* [Prompt 1] Shorten the paragraph beginning "Policy gradient methods are a fundamental class" in the policy gradients tutorial below into a brief bulleted list, keeping its main facts.

* [Text block]
TensorFlow Policy Gradients

Introduction

Policy gradient methods are a fundamental class of algorithms in reinforcement learning that directly optimize the policy of an agent. Unlike value-based methods like Q-learning, policy gradient methods learn a parameterized policy that directly maps states to actions. This approach offers several advantages, particularly for environments with continuous action spaces or when we want stochastic policies.

In this tutorial, we'll explore how to implement policy gradient methods using TensorFlow. We'll start with the basics and gradually build up to more sophisticated implementations. By the end of this tutorial, you'll understand:

What policy gradients are and how they differ from value-based methods
The mathematical foundations of policy gradient methods
How to implement REINFORCE (a basic policy gradient algorithm)
Advanced techniques for improving policy gradient methods
Real-world applications of policy gradients

Foundational Concepts

What is a Policy?

In reinforcement learning, a policy is a strategy that an agent follows to determine its actions. Formally, a policy π is a mapping from states to actions (or to a probability distribution over actions):

Deterministic policy: π(s) = a
Stochastic policy: π(a|s) = P(A=a|S=s)

Policy gradient methods typically use neural networks to represent the policy π_θ, where θ represents the parameters (weights) of the neural network.

The Reinforcement Learning Objective

In reinforcement learning, our goal is to find a policy that maximizes the expected return (cumulative reward):

J(θ) = E_{τ~π_θ}[R(τ)]

Where τ represents a trajectory (sequence of states, actions, and rewards), and R(τ) is the total reward for that trajectory.

The Policy Gradient Theorem

The policy gradient theorem gives us a way to compute the gradient of the expected return with respect to the policy parameters:

∇_θJ(θ) = E_{τ~π_θ}[∇_θ log π_θ(a|s) · R(τ)]

This allows us to perform gradient ascent to improve the policy.

Implementing REINFORCE with TensorFlow

REINFORCE is one of the simplest policy gradient algorithms. Let's implement it step by step using TensorFlow.

Step 1: Set Up the Environment and Dependencies

python
import tensorflow as tf
import tensorflow_probability as tfp
import numpy as np
import gym
import matplotlib.pyplot as plt

# Set random seeds for reproducibility
tf.random.set_seed(42)
np.random.seed(42)

Step 2: Define the Policy Network

python
class PolicyNetwork(tf.keras.Model):
    def __init__(self, num_actions, hidden_size=128):
        super(PolicyNetwork, self).__init__()

* [Saved data entries]
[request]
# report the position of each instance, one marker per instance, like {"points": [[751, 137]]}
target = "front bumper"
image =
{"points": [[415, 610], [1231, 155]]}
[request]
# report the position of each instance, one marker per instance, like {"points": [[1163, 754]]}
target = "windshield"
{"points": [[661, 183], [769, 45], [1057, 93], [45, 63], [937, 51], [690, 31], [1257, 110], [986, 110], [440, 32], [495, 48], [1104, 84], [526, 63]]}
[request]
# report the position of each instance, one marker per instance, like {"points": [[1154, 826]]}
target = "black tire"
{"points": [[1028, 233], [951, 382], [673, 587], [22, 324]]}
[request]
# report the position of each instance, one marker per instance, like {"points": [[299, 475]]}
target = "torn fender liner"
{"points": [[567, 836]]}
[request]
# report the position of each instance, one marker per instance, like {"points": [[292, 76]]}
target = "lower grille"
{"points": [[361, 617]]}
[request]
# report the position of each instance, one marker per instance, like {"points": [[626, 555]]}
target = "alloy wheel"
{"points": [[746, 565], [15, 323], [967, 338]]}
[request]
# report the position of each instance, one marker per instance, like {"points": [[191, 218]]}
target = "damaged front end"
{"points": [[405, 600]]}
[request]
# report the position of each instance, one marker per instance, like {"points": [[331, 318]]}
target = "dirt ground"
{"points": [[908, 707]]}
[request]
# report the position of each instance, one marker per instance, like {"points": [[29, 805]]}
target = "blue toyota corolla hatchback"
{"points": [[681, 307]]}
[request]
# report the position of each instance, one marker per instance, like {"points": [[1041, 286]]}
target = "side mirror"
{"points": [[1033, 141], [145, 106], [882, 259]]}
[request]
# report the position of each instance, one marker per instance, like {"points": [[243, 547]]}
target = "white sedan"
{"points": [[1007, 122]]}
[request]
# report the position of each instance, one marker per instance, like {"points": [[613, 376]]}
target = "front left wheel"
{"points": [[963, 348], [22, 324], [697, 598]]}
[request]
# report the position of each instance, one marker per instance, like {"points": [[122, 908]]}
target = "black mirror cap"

* [Prompt 2] Report how many lines of the entries above contain the string "mirror", treating case as significant, and give only the number.

* [Output 1]
- Policy gradient methods are a fundamental class of reinforcement learning algorithms that directly optimize an agent's policy.
- Unlike value-based methods such as Q-learning, they learn a parameterized policy that maps states directly to actions.
- This offers several advantages, especially in environments with continuous action spaces or when stochastic policies are wanted.

* [Output 2] 2